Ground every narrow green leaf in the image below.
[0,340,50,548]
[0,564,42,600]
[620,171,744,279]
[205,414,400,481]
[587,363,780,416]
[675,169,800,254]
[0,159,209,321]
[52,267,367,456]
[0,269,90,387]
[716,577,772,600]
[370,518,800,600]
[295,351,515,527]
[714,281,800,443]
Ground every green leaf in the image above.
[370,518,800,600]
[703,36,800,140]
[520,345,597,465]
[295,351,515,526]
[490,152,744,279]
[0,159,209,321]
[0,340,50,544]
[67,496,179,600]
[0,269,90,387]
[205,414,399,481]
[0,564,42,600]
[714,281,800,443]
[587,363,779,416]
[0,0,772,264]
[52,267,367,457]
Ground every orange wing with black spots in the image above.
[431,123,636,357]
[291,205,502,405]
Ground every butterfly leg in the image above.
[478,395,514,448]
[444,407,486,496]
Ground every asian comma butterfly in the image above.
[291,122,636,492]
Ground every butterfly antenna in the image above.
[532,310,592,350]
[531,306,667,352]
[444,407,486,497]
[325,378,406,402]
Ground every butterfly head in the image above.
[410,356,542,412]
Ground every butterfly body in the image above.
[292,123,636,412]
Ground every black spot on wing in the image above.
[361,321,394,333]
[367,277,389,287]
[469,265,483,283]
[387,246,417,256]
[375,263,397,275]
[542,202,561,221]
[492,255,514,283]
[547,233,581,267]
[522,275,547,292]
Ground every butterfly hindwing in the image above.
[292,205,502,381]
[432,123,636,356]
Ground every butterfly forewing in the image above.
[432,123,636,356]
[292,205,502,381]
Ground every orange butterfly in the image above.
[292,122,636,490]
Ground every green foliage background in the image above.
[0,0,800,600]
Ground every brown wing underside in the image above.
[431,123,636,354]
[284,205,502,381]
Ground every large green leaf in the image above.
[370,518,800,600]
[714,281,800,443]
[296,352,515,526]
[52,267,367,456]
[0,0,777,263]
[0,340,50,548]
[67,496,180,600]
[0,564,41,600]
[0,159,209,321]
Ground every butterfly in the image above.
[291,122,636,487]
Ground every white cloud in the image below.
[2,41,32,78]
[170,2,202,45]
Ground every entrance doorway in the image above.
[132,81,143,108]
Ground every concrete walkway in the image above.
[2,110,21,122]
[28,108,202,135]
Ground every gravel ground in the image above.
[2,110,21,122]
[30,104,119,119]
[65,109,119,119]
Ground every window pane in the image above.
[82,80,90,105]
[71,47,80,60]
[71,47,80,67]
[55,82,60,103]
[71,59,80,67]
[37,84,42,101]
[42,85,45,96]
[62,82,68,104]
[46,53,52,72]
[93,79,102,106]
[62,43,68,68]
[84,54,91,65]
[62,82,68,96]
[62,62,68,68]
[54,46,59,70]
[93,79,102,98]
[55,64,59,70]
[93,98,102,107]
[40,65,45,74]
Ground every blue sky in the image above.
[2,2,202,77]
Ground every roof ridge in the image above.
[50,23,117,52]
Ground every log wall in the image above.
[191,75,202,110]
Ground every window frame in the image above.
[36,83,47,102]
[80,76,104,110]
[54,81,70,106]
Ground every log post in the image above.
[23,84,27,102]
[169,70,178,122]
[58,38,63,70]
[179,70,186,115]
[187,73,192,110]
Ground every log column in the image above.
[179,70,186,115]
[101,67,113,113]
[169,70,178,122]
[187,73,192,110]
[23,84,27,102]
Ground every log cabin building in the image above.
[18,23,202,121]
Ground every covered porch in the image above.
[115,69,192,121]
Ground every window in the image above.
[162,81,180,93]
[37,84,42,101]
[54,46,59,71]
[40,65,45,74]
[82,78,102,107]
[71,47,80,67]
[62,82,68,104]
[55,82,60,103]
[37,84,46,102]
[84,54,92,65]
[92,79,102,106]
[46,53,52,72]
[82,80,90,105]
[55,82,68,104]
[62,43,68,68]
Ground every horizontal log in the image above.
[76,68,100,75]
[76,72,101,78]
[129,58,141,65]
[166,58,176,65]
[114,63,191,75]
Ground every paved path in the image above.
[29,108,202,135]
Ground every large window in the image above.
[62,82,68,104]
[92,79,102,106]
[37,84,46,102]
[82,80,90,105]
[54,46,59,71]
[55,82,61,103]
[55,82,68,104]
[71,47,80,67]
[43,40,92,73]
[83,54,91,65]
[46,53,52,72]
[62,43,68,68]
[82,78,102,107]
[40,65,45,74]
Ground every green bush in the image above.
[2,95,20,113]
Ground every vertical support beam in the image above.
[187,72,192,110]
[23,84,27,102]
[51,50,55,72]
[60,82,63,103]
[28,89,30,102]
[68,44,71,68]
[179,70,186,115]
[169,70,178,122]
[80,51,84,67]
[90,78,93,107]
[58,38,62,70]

◆ ◆ ◆ ◆ ◆

(EXERCISE DESCRIPTION):
Copy the records above word for word, starting at the line that contains "Ground every window frame in the image above." and ending at the line that contains "[2,95,20,113]", with both of those lines included.

(FINAL RESULT):
Ground every window frame in the image above.
[36,83,47,102]
[80,76,104,110]
[54,81,70,106]
Ground every log post in the image above.
[23,84,27,102]
[169,70,178,122]
[58,38,63,70]
[179,70,186,115]
[187,73,192,110]
Ground every log column in the image above.
[179,70,186,115]
[101,67,113,113]
[169,70,178,122]
[187,73,192,110]
[23,84,27,102]
Ground every log cabin building in the image above.
[18,23,202,121]
Ground every covered porch in the image above.
[115,69,192,121]
Ground every window in the image above.
[162,81,180,93]
[37,84,42,101]
[54,46,59,71]
[40,65,45,74]
[82,78,102,107]
[71,47,80,67]
[62,82,68,104]
[55,82,60,103]
[37,84,46,102]
[84,54,92,65]
[92,79,102,106]
[46,53,52,72]
[82,80,90,105]
[55,82,68,104]
[62,43,68,68]
Ground every horizontal log in the image above.
[76,68,100,75]
[76,72,101,78]
[129,58,141,65]
[166,58,176,65]
[114,63,191,75]
Ground every paved path in the image above.
[29,108,202,135]
Ground every large window in the image above.
[62,82,68,104]
[92,79,102,106]
[37,84,46,102]
[82,80,90,105]
[54,46,59,71]
[55,82,61,103]
[55,82,68,104]
[71,47,80,67]
[43,40,92,73]
[83,54,91,65]
[46,53,52,72]
[62,43,68,68]
[82,78,102,107]
[40,65,45,74]
Ground every green bush in the image above.
[2,95,20,113]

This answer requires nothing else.